## DATA EXTRACTS

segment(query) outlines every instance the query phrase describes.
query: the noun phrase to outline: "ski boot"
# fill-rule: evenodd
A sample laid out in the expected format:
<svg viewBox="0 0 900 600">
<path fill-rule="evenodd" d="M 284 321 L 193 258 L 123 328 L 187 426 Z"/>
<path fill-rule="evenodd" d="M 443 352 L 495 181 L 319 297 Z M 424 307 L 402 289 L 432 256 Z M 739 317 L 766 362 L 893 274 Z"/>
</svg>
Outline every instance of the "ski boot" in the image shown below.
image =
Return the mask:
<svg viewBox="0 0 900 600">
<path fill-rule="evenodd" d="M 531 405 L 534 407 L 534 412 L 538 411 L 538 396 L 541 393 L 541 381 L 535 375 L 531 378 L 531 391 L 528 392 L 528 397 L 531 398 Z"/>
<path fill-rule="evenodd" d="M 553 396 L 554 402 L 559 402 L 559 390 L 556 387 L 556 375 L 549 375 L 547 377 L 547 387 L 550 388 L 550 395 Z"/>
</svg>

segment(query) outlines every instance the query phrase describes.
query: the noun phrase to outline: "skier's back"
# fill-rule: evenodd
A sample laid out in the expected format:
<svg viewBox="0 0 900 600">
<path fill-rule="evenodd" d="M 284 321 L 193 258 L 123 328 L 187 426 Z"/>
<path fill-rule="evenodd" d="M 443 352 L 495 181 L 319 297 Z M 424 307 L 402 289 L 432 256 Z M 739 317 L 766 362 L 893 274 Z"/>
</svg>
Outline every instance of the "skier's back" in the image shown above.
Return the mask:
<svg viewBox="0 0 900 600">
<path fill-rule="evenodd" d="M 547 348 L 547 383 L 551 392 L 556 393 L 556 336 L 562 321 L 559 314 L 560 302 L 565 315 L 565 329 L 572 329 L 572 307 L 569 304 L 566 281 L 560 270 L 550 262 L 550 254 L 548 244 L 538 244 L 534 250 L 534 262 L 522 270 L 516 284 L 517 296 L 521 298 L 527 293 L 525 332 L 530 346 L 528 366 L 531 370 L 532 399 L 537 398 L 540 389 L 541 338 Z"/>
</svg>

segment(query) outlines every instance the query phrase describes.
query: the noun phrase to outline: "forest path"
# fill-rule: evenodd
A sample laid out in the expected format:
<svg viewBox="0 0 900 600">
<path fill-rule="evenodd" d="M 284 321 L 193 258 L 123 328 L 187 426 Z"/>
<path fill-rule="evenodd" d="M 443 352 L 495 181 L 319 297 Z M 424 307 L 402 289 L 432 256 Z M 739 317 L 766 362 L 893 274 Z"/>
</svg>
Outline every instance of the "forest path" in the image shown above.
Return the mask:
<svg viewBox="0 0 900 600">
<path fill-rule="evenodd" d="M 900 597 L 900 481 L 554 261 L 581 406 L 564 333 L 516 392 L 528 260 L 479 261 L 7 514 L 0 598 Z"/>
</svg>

## WHAT TO WORK ON
Pull every line containing "skier" from the entries above and copy it.

## FINAL ANSWER
query: the noun phrase to outline: "skier's back"
Outline every instance of the "skier's back" in the image shown above.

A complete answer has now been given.